### Exercise directions
In the records below, which lines include "positive"? Copy them.

### Given data
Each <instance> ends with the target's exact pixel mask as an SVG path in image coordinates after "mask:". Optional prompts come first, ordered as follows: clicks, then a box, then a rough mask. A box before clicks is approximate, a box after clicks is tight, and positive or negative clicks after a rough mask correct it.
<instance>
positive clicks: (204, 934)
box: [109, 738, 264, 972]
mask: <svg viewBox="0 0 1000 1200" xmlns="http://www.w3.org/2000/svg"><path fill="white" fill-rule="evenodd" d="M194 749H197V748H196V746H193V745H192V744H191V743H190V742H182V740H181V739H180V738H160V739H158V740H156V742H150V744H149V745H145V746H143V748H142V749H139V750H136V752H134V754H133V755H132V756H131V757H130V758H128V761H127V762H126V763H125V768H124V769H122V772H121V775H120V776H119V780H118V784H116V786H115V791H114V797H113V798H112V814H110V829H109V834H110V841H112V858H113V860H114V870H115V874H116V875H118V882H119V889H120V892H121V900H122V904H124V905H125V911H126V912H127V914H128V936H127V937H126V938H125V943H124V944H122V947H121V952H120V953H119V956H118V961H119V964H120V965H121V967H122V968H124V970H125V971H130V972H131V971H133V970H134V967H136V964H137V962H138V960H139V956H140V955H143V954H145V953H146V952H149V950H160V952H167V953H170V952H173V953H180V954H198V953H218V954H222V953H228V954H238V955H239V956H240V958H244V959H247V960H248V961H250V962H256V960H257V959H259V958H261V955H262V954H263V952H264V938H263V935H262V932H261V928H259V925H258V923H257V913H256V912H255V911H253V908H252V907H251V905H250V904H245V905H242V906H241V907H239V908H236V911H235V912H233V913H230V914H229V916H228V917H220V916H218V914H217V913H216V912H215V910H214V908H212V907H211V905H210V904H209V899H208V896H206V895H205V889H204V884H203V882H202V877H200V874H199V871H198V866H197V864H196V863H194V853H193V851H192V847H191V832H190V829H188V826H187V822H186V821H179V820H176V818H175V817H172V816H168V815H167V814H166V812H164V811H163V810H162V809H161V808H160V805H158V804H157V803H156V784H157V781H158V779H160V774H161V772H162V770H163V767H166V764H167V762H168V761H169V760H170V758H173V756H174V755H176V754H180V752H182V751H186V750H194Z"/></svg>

### Response below
Each <instance> ends with the target's exact pixel mask as an SVG path in image coordinates after "mask:". Optional prompts come first, ordered as follows: clicks, then a box, then a rough mask. A box before clicks is approximate, a box after clicks is tight, and positive or negative clicks after a rough mask correct it.
positive clicks: (204, 934)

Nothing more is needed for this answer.